- Datos de entrada:

==*==

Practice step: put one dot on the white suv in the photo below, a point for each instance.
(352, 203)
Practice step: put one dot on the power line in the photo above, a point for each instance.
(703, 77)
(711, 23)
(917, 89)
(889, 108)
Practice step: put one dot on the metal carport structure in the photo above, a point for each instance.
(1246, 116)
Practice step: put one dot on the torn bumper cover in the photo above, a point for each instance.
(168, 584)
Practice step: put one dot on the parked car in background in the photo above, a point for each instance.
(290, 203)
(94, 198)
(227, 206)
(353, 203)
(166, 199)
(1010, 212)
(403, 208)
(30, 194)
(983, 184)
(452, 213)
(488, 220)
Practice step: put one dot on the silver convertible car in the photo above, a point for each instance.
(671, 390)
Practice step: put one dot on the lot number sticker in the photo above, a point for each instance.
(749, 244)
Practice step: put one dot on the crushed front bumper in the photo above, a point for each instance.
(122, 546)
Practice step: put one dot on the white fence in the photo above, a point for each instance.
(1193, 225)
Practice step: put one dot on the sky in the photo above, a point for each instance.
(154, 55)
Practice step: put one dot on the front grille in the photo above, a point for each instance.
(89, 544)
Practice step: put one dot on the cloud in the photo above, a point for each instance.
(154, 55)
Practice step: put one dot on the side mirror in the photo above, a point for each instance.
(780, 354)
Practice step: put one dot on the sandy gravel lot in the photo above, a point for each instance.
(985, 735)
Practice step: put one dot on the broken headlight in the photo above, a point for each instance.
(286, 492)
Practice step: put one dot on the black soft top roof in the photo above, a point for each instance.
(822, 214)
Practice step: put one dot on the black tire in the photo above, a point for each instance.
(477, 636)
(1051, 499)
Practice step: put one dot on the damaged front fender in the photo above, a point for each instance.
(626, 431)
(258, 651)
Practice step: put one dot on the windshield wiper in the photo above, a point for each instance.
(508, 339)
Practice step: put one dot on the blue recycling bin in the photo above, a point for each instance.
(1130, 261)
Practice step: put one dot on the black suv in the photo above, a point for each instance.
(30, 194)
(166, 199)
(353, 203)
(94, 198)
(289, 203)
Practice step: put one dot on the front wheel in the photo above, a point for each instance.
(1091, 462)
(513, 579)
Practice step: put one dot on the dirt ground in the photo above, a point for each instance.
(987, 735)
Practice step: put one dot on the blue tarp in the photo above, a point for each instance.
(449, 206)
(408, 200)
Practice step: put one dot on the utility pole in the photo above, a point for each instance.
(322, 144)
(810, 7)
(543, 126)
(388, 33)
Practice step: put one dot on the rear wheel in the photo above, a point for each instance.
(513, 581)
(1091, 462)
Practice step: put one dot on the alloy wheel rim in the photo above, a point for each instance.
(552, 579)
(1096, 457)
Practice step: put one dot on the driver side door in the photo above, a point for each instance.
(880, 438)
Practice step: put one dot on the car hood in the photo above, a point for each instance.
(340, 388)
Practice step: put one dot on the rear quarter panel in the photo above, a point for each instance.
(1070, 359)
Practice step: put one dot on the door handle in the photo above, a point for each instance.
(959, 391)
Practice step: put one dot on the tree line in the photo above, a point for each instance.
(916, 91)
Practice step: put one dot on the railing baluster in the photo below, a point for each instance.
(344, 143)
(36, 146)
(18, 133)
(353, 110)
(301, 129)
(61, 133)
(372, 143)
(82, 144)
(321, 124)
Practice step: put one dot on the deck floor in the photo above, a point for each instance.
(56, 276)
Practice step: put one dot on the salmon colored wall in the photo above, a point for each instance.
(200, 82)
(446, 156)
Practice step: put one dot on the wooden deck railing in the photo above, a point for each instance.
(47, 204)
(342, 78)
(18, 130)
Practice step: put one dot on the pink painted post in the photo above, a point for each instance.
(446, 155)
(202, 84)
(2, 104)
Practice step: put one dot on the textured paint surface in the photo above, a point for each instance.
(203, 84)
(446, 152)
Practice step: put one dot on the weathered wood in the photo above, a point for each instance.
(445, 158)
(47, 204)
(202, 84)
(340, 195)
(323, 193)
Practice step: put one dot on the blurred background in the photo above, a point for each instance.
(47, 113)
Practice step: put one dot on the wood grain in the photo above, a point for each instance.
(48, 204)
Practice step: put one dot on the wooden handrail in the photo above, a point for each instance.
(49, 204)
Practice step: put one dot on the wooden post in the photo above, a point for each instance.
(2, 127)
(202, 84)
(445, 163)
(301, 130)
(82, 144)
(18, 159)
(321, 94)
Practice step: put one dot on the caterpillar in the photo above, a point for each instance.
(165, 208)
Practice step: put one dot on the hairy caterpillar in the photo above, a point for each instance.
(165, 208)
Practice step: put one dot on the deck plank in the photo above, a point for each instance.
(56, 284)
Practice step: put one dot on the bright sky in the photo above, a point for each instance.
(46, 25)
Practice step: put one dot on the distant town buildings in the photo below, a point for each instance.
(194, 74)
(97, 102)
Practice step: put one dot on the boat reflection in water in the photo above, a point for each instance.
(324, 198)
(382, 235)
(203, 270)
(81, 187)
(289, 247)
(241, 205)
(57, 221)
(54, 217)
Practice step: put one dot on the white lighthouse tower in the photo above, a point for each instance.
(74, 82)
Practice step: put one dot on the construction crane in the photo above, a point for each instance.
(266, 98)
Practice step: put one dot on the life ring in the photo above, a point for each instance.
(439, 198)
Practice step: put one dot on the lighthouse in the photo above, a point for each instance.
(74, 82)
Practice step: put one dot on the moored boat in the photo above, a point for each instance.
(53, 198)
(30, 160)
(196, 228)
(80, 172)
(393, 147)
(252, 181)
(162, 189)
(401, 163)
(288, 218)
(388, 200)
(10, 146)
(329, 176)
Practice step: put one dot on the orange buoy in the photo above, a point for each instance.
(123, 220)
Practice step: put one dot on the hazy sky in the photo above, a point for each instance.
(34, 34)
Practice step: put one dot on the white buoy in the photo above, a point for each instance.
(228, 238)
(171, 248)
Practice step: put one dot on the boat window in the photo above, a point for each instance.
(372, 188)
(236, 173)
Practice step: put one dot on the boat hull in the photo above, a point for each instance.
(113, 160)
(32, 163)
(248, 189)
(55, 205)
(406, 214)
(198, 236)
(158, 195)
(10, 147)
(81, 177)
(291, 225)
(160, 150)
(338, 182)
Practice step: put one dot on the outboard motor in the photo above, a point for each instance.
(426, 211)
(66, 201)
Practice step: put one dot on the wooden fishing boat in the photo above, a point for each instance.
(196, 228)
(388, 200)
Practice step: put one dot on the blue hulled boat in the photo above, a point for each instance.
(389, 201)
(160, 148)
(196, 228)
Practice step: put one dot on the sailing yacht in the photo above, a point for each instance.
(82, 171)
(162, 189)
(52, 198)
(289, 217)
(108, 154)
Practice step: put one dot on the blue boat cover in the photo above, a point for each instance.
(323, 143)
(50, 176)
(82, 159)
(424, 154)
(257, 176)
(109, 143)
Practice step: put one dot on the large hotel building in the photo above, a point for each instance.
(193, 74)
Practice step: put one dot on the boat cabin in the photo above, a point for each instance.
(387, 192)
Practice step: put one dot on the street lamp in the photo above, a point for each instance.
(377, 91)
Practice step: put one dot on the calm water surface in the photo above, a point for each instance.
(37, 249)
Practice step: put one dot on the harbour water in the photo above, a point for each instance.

==*==

- Consigna de la tarea:
Modifica los registros anteriores: cópialos de nuevo cambiando "Practice step" por "Training step" en todos ellos y deja intacto todo lo demás.

- Respuesta completa:
Training step: put one dot on the white suv in the photo below, a point for each instance.
(352, 203)
Training step: put one dot on the power line in the photo above, a point for each instance.
(703, 77)
(711, 23)
(917, 89)
(889, 108)
Training step: put one dot on the metal carport structure in the photo above, a point for each instance.
(1246, 116)
Training step: put one dot on the torn bumper cover in the photo above, a point for each instance.
(168, 584)
Training step: put one dot on the parked car in background in the photo above, a point for each instance.
(290, 203)
(94, 198)
(227, 206)
(353, 203)
(166, 199)
(1010, 212)
(403, 208)
(30, 194)
(983, 184)
(452, 213)
(488, 220)
Training step: put one dot on the silver convertible car in the photo above, a point for each instance.
(671, 390)
Training step: put one dot on the lot number sticker in the photo above, a point for each instance.
(749, 244)
Training step: put one dot on the crushed front bumper in the photo above, a point for each instance.
(122, 546)
Training step: put one dot on the white fence in the photo above, a point for each instance.
(1193, 225)
Training step: put one dot on the sky in the photo above, a point for each instance.
(154, 55)
Training step: put one dot on the front grille in the photo above, a point for each instance.
(89, 544)
Training step: put one dot on the cloud in the photo above, a point for each instance.
(154, 55)
Training step: put one dot on the side mirror in the photo above, a point for each instance.
(780, 354)
Training step: put one dot on the sandy gravel lot in the photo above, a point for each instance.
(985, 735)
Training step: put one dot on the broken headlight in the photo above, a point for each instance.
(286, 492)
Training step: put one dot on the black soft top roof in the photo above, a point for each instance.
(822, 214)
Training step: put one dot on the black tire in the photo above, a point for each instance.
(477, 636)
(1051, 499)
Training step: put one dot on the damaged front fender in the photo above, a point for each instance.
(626, 431)
(258, 651)
Training step: put one dot on the windshield wiper in the photo above, a point for each instance.
(508, 339)
Training step: put one dot on the blue recycling bin in the photo above, a point for each instance.
(1130, 261)
Training step: put one dot on the black suv in the photo above, a point for each instance.
(30, 194)
(166, 199)
(353, 203)
(94, 198)
(289, 203)
Training step: put one dot on the front wheel in the photo above, a point for each instance.
(1091, 462)
(513, 579)
Training step: put one dot on the dirt ground in the photo above, a point for each instance.
(987, 735)
Training step: put one dot on the blue tarp in the photo above, a point for each instance.
(449, 206)
(408, 200)
Training step: put one dot on the utility pole in the photo above, a point for each instance.
(322, 144)
(810, 7)
(543, 126)
(388, 33)
Training step: put one dot on the rear wheel in the photo above, a point for each instance.
(513, 581)
(1091, 462)
Training step: put one dot on the alloy wheel rim in the photo above, a point for each instance.
(552, 579)
(1096, 457)
Training step: put one dot on the driver side door in the photo above, a point for each instance.
(880, 438)
Training step: put one dot on the car hood in the photo above, a point for each instance.
(340, 388)
Training step: put one dot on the rear quarter panel in the photo above, a point for each instance.
(1070, 359)
Training step: put one dot on the door handle in the photo above, a point for each instance.
(959, 391)
Training step: put one dot on the tree line in the photo above, a point for each instance.
(916, 91)
Training step: put one dot on the railing baluster in the photo below, a point for each instance.
(344, 143)
(36, 146)
(18, 133)
(353, 110)
(301, 129)
(61, 133)
(372, 143)
(82, 144)
(321, 124)
Training step: put one dot on the deck floor in the photo above, a point for each instance.
(56, 276)
Training step: put one dot on the salmon colored wall in the photo above, a point for each instance.
(200, 82)
(446, 156)
Training step: put one dot on the wooden deck railing in the photo above, a point for each instance.
(47, 204)
(342, 78)
(18, 130)
Training step: put one dot on the pink painted post in the photo above, a point for each instance.
(446, 155)
(202, 84)
(2, 104)
Training step: put one dot on the textured paint surface in the photo above, a point for each instance.
(203, 84)
(446, 152)
Training step: put one dot on the weathered wood in the photo above, a point for each instance.
(445, 158)
(47, 204)
(202, 84)
(340, 195)
(323, 193)
Training step: put one dot on the blurred background in the photo above, a point for each instance.
(47, 113)
Training step: put one dot on the wood grain in the photo above, a point for each instance.
(48, 204)
Training step: put one dot on the wooden handrail in the photo above, a point for each instance.
(49, 204)
Training step: put one dot on the wooden post in the photo above, a point for each instance.
(2, 127)
(202, 84)
(445, 163)
(301, 130)
(82, 144)
(18, 159)
(321, 94)
Training step: put one dot on the caterpillar in the photo above, a point for each instance.
(165, 208)
Training step: put one dot on the hairy caterpillar in the photo above, a point for each instance.
(165, 208)
Training step: put one dot on the deck plank in the photo above, a point for each instance.
(56, 284)
Training step: put one dot on the bright sky in the photo above, a point for each instance.
(46, 25)
Training step: put one dot on the distant town buildings in the photo below, a point for each instance.
(194, 74)
(97, 102)
Training step: put one dot on the boat reflection in water in the photo above, a point for each instance.
(324, 198)
(382, 235)
(203, 270)
(81, 187)
(289, 247)
(241, 205)
(57, 221)
(54, 217)
Training step: put one dot on the white lighthouse tower in the photo above, a point for each instance.
(74, 82)
Training step: put one dot on the construction crane in the photo above, a point for each instance.
(266, 98)
Training step: put one dot on the life ring in the photo above, a point for each instance.
(439, 198)
Training step: put one dot on the lighthouse in the photo above, a point for each instance.
(74, 82)
Training step: put one dot on the moored boat in the photo above, a point for each instance.
(53, 198)
(30, 160)
(196, 228)
(80, 172)
(393, 147)
(252, 181)
(162, 189)
(401, 163)
(288, 218)
(388, 200)
(10, 146)
(329, 176)
Training step: put one dot on the orange buoy in the photo above, a point for each instance.
(123, 220)
Training step: put one dot on the hazy sky in the photo above, a point for each instance.
(34, 34)
Training step: put one dot on the white buoy in the photo above, a point for each instance.
(228, 238)
(171, 248)
Training step: put one dot on the boat window in the photo above, a point for each instance.
(372, 188)
(236, 173)
Training step: put one dot on the boat hull in the photo above, a point for each instance.
(113, 160)
(32, 163)
(248, 189)
(55, 205)
(406, 214)
(198, 236)
(158, 195)
(10, 147)
(81, 177)
(291, 225)
(160, 150)
(338, 182)
Training step: put one dot on the outboard motor in the photo above, a point for each instance.
(426, 211)
(66, 201)
Training step: put one dot on the wooden fishing boat in the photo above, a point for each instance.
(196, 228)
(388, 200)
Training step: put one dot on the blue hulled boat in the photo above, a point for each instance.
(389, 201)
(160, 148)
(196, 228)
Training step: put one dot on the sailing yacht in the photo above, a point for each instance.
(82, 171)
(162, 189)
(52, 198)
(289, 217)
(108, 154)
Training step: put one dot on the blue boat cover in the photo above, a point for each instance.
(323, 143)
(50, 176)
(82, 159)
(424, 154)
(257, 176)
(109, 143)
Training step: put one dot on the large hotel building in the photo above, a point for each instance.
(193, 74)
Training step: put one dot on the boat cabin in the photo above, a point for each instance.
(387, 192)
Training step: put one dot on the street lamp in the photo above, a point for each instance.
(377, 91)
Training step: put one dot on the calm water surface in the photo above, a point for each instance.
(37, 249)
Training step: put one dot on the harbour water in the photo above, a point for each instance.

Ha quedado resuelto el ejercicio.